WHAT IS EXPECTED: Reproduce the records from their beginning through the line containing "top-left (164, 0), bottom-right (300, 180)", changing "dark green water" to "murky green water" and leaving everything else as it is.

Collection entries
•••••

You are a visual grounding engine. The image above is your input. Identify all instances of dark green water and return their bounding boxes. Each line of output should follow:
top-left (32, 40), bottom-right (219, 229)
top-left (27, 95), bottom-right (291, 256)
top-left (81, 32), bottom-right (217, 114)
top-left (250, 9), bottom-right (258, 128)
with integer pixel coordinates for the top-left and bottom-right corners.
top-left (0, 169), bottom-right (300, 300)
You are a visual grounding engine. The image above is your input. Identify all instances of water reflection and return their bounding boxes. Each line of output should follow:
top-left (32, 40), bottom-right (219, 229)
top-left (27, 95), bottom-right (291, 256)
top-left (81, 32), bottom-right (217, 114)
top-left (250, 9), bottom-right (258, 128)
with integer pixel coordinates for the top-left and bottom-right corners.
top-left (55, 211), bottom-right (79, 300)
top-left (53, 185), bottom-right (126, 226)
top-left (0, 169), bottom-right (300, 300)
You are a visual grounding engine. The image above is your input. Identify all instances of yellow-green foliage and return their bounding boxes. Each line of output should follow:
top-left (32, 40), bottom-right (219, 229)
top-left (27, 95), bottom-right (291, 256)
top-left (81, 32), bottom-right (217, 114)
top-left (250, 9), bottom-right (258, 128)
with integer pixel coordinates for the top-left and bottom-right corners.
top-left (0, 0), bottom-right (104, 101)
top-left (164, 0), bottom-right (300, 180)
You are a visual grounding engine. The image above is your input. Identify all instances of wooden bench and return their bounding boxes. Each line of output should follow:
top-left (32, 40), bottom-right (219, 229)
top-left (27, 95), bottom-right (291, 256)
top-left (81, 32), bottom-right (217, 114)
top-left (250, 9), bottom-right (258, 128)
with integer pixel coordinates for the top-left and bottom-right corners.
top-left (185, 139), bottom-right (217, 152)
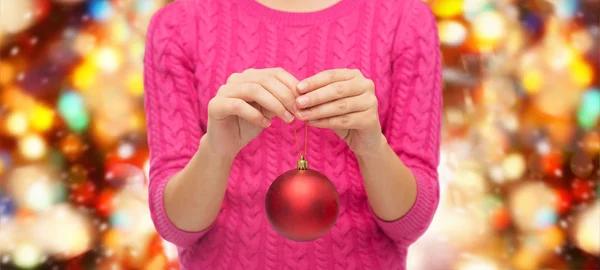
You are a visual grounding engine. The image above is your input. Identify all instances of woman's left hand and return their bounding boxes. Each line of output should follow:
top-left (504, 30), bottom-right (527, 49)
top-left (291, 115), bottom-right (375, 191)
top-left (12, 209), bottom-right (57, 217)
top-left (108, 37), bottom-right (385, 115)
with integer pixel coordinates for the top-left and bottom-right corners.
top-left (294, 69), bottom-right (385, 156)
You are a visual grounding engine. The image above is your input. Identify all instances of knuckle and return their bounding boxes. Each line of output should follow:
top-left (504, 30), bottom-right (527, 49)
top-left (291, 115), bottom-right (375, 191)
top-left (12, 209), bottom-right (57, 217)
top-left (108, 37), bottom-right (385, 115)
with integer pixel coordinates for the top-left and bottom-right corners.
top-left (215, 85), bottom-right (226, 96)
top-left (340, 114), bottom-right (350, 128)
top-left (258, 74), bottom-right (274, 84)
top-left (371, 95), bottom-right (379, 108)
top-left (207, 97), bottom-right (218, 111)
top-left (246, 83), bottom-right (261, 92)
top-left (229, 99), bottom-right (244, 113)
top-left (335, 83), bottom-right (346, 97)
top-left (227, 72), bottom-right (241, 83)
top-left (327, 70), bottom-right (337, 81)
top-left (337, 99), bottom-right (348, 111)
top-left (363, 79), bottom-right (375, 90)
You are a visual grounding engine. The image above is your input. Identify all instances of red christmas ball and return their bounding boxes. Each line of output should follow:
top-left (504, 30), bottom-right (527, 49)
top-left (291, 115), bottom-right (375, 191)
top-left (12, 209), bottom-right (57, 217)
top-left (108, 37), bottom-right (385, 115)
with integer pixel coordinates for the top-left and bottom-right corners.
top-left (265, 168), bottom-right (340, 242)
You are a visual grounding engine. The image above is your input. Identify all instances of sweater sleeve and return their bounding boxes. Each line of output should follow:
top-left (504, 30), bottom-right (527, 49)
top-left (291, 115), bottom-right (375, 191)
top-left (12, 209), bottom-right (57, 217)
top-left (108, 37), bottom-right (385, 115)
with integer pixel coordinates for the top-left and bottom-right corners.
top-left (144, 2), bottom-right (208, 247)
top-left (376, 0), bottom-right (442, 245)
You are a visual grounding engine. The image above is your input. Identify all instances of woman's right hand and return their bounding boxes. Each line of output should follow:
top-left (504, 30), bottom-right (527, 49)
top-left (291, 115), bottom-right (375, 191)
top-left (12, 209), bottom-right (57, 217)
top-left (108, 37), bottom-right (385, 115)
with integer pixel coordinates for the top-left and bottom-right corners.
top-left (205, 68), bottom-right (298, 159)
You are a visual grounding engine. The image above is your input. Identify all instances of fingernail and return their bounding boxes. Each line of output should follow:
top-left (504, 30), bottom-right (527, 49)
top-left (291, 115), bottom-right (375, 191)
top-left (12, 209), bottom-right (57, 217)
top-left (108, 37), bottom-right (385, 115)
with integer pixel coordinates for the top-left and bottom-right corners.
top-left (285, 111), bottom-right (294, 122)
top-left (298, 82), bottom-right (308, 93)
top-left (263, 118), bottom-right (271, 127)
top-left (296, 96), bottom-right (308, 107)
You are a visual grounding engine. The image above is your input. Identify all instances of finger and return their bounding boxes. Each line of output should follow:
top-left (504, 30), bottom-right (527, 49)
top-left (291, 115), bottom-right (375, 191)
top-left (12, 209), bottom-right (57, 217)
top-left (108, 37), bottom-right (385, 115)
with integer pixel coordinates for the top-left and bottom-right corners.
top-left (296, 80), bottom-right (365, 109)
top-left (252, 75), bottom-right (296, 115)
top-left (208, 97), bottom-right (271, 127)
top-left (297, 69), bottom-right (360, 94)
top-left (237, 68), bottom-right (297, 115)
top-left (307, 111), bottom-right (375, 129)
top-left (242, 67), bottom-right (299, 97)
top-left (296, 95), bottom-right (377, 120)
top-left (225, 83), bottom-right (294, 123)
top-left (269, 67), bottom-right (300, 97)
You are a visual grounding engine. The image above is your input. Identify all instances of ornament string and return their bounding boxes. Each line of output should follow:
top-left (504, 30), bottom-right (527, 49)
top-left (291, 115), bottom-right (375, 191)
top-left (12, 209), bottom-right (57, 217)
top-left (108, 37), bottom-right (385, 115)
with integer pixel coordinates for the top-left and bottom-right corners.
top-left (294, 122), bottom-right (308, 170)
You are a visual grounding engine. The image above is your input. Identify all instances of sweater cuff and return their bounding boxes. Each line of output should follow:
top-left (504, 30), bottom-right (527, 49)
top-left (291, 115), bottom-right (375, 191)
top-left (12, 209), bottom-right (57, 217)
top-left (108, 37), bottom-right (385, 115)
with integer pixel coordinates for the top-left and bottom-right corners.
top-left (150, 170), bottom-right (213, 247)
top-left (370, 170), bottom-right (439, 244)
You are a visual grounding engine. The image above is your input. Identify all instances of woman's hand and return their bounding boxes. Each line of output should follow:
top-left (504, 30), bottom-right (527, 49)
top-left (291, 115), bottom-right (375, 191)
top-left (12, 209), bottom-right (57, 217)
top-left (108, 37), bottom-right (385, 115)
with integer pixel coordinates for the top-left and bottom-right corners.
top-left (294, 69), bottom-right (385, 156)
top-left (205, 68), bottom-right (298, 159)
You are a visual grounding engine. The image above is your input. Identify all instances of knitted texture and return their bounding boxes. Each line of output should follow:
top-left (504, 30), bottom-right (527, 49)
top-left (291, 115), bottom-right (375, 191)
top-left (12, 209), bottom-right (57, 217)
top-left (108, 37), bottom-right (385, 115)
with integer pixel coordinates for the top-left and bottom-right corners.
top-left (144, 0), bottom-right (442, 270)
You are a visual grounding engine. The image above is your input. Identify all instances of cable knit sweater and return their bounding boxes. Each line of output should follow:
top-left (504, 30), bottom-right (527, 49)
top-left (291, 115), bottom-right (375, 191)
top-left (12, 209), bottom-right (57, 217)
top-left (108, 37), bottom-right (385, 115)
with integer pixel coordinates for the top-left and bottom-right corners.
top-left (144, 0), bottom-right (441, 270)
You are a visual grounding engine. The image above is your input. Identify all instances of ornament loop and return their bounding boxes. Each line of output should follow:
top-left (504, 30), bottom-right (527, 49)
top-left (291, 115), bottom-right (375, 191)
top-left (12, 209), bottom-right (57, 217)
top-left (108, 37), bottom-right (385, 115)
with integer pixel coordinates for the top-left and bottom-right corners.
top-left (298, 155), bottom-right (308, 170)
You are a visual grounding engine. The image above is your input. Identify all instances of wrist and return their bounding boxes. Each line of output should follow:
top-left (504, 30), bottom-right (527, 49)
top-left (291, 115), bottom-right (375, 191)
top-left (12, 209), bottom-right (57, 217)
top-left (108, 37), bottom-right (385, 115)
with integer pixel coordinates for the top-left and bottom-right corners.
top-left (198, 133), bottom-right (237, 164)
top-left (354, 132), bottom-right (389, 161)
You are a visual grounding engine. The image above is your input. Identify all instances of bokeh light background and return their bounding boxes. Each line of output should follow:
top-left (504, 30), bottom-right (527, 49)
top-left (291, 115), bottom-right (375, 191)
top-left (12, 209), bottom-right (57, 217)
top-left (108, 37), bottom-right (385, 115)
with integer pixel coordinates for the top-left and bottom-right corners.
top-left (0, 0), bottom-right (600, 270)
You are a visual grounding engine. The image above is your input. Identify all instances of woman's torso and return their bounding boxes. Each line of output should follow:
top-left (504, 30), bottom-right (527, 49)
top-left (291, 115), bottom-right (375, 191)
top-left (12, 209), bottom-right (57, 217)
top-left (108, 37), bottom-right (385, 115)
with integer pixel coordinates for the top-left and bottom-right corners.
top-left (172, 0), bottom-right (406, 270)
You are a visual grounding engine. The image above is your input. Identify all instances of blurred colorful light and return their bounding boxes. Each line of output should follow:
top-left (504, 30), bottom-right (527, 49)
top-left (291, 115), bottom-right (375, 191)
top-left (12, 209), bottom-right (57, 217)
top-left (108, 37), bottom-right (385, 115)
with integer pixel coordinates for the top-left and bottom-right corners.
top-left (19, 134), bottom-right (47, 159)
top-left (92, 47), bottom-right (123, 73)
top-left (577, 89), bottom-right (600, 129)
top-left (88, 0), bottom-right (113, 21)
top-left (509, 182), bottom-right (556, 231)
top-left (431, 0), bottom-right (463, 18)
top-left (5, 111), bottom-right (29, 136)
top-left (573, 200), bottom-right (600, 256)
top-left (438, 21), bottom-right (467, 46)
top-left (58, 91), bottom-right (90, 131)
top-left (12, 243), bottom-right (42, 269)
top-left (473, 11), bottom-right (506, 51)
top-left (29, 105), bottom-right (54, 132)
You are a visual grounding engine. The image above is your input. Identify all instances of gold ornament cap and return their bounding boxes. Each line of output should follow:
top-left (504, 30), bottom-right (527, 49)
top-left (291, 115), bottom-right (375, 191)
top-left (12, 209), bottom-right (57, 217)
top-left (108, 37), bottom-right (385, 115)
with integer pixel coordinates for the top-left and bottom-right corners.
top-left (298, 156), bottom-right (308, 170)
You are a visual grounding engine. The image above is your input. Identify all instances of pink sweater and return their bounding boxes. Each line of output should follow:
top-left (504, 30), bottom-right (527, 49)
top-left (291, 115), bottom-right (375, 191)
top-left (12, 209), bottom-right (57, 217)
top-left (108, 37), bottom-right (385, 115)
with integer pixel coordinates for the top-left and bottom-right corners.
top-left (144, 0), bottom-right (441, 270)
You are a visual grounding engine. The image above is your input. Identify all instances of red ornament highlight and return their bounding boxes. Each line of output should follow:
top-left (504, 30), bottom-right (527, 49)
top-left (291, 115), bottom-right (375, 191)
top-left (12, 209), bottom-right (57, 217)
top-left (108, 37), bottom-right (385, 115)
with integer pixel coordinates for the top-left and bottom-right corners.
top-left (265, 158), bottom-right (340, 242)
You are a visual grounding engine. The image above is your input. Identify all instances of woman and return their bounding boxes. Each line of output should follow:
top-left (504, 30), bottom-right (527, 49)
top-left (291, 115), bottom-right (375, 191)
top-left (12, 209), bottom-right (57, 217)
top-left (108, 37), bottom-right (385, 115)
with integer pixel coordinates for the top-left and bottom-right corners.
top-left (144, 0), bottom-right (441, 270)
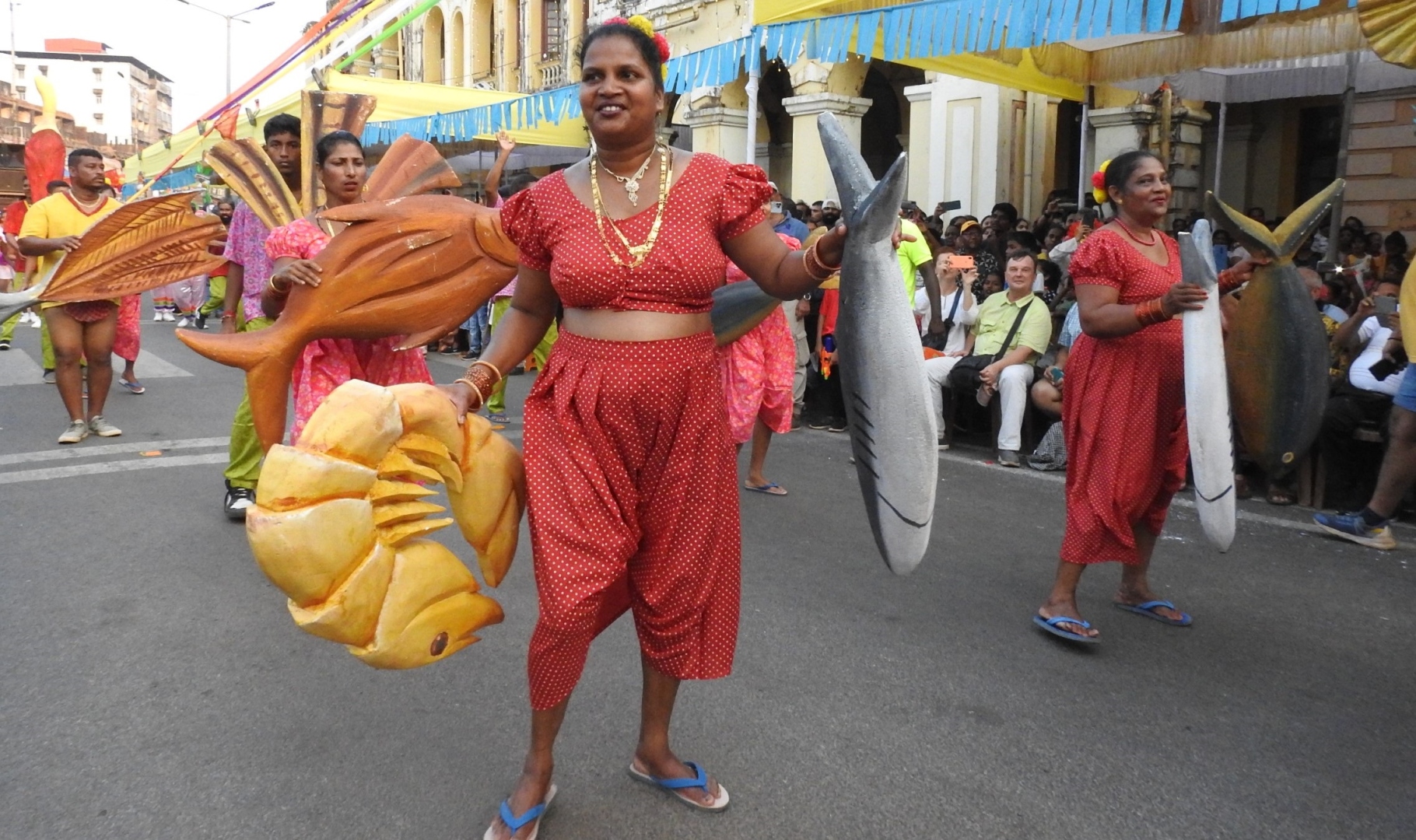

•••••

CORRECT OUTPUT:
You are a visual grounding engine. The image above is your input. Identify all instances of murky green water and return their bounding boxes. Each line of output should follow:
top-left (32, 40), bottom-right (219, 229)
top-left (27, 95), bottom-right (291, 256)
top-left (81, 32), bottom-right (217, 114)
top-left (250, 9), bottom-right (258, 128)
with integer pixel coordinates for the top-left and bottom-right corners.
top-left (0, 169), bottom-right (300, 300)
You are a visual grounding engine. The image above is your input. Identify all instances of water reflection and return their bounding boxes. Each line of output should follow:
top-left (32, 40), bottom-right (219, 229)
top-left (27, 95), bottom-right (291, 256)
top-left (81, 32), bottom-right (217, 114)
top-left (250, 9), bottom-right (258, 128)
with integer pixel coordinates for the top-left and bottom-right corners.
top-left (55, 211), bottom-right (79, 300)
top-left (53, 185), bottom-right (126, 226)
top-left (0, 169), bottom-right (300, 300)
You are a visual grounding engine. The image above is your input. Identify all instances of yellow-green foliage and return their bounding boxes. Each line of output should follow:
top-left (32, 40), bottom-right (219, 229)
top-left (27, 95), bottom-right (291, 256)
top-left (81, 32), bottom-right (217, 114)
top-left (250, 9), bottom-right (258, 128)
with integer pixel coordinates for the top-left and bottom-right corners.
top-left (0, 0), bottom-right (104, 101)
top-left (164, 0), bottom-right (300, 180)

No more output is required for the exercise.